**Required work:**
#1 Return the stretch of the Co-op Academy Leeds article from "Co-op Academy Leeds" through "is sponsored by The Co-operative Group.", copied word for word.
#2 Continue the article about Co-op Academy Leeds, picking up right after its final sentence.

Co-op Academy Leeds (formerly Primrose High School) is a co-operative academy in Leeds, West Yorkshire, England. It is a part of the Co-op Academies Trust, which is sponsored by The Co-operative Group.

Site
The school is in the eastern corner of Leeds city centre. The original site for the school was on Hill Street and Dolly Lane. The school had a main site and a separate annexe, which had a maths department, science department and a sixth form department. In September 2006 the school moved to a new purpose-built site, which is part of a PFI scheme.

Education Leeds held consultations in regards to closing Primrose High School and replacing it with The Co-operative Academy of Leeds on the same site, which would be sponsored by The Co-operative Group. Primrose High School closed in August 2011 and re-opened as The Co-operative academy of Leeds in September 2011.This school is near Shakespeare Primary School and Harehills Primary School.

**Collection entries:**
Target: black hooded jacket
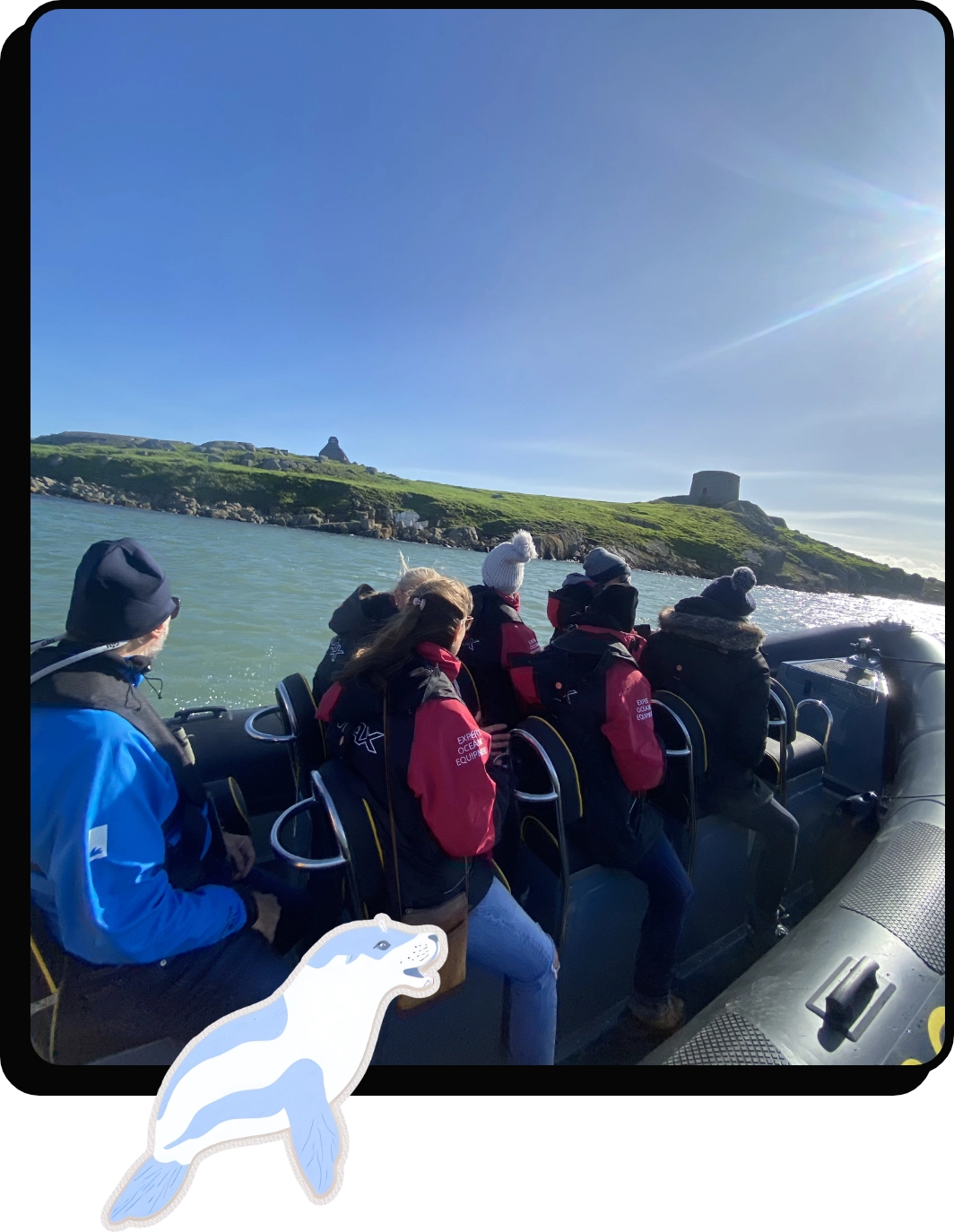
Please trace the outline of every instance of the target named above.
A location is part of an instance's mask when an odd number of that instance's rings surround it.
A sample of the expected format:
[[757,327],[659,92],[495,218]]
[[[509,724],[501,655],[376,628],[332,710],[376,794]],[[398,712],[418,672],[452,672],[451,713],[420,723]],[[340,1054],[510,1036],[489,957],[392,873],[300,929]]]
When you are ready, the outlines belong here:
[[716,793],[757,791],[754,771],[768,736],[769,665],[764,632],[748,620],[717,615],[721,606],[694,596],[659,612],[640,658],[653,692],[667,689],[695,710],[709,748],[709,781]]
[[376,593],[373,586],[369,585],[359,586],[340,607],[335,609],[328,621],[328,627],[335,636],[324,652],[312,683],[316,706],[359,646],[383,628],[396,612],[394,596],[389,591]]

**Final answers:**
#1
Co-op Academy Leeds (formerly Primrose High School) is a co-operative academy in Leeds, West Yorkshire, England. It is a part of the Co-op Academies Trust, which is sponsored by The Co-operative Group.

#2
In September 2018 it was renamed Co-op Academy Leeds in line with Co-op Academies Trust new branding and naming strategy.

Truancy
Primrose High School was criticised after a report, published in January 2008 and reported in the Yorkshire Evening Post, stated the school to have the second worst truancy rate for any secondary school in Leeds, the worst being the City of Leeds School in Woodhouse.

Truancy rates have dramatically improved since 2008 and The Co-operative Academy of Leeds' attendance for 2014–2015 academic year stands at 93.9%.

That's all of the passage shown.